##### Data rows #####

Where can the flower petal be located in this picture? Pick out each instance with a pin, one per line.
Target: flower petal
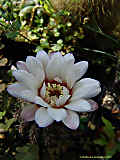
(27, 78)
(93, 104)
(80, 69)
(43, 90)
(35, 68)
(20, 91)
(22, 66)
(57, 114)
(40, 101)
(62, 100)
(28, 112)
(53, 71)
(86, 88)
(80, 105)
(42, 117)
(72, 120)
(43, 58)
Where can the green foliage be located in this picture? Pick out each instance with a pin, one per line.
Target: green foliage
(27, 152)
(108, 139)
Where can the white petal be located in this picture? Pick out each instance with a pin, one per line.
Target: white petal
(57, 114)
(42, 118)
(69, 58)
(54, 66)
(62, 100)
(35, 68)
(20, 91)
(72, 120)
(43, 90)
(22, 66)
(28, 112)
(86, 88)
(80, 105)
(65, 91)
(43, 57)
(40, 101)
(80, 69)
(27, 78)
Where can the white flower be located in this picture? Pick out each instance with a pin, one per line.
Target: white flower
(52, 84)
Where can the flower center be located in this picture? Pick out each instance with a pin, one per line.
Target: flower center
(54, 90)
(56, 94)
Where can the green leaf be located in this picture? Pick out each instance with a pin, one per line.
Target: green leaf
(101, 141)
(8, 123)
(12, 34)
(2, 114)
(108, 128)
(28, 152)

#####

*Task requirements*
Please swap "with a pin" for "with a marker" everywhere in the material above, leaving everything else unchanged. Write the material out again without the pictures.

*Exercise output*
Where can the flower petal be located in this picture? Pick out each instance with a marker, one per line.
Target: flower petal
(27, 78)
(93, 104)
(80, 69)
(43, 90)
(35, 68)
(20, 91)
(22, 66)
(57, 114)
(40, 101)
(62, 100)
(28, 112)
(53, 71)
(86, 88)
(80, 105)
(42, 117)
(72, 120)
(43, 58)
Where can the green foliage be located in this picture? Pick out each instance with a marker, one per line.
Target: green foliage
(27, 152)
(108, 139)
Where can the white petal be located in this picture? Pick out each instance with a marker, one per line.
Target: white petal
(57, 114)
(42, 118)
(69, 58)
(54, 66)
(62, 100)
(35, 68)
(20, 91)
(72, 120)
(43, 90)
(22, 66)
(28, 112)
(86, 88)
(80, 105)
(65, 91)
(43, 57)
(40, 101)
(80, 69)
(27, 78)
Where can the white flower be located in this picture? Pick out each instance with a marker, one per line.
Target: white flower
(52, 84)
Where can the flower center be located in this picture? Pick out each instance with a marker, one per line.
Target: flower center
(54, 90)
(56, 94)
Where can the green leaf be located in this picture? Pick out each instance with a marker, one per line.
Target: green leaf
(101, 141)
(8, 123)
(12, 34)
(2, 114)
(108, 128)
(28, 152)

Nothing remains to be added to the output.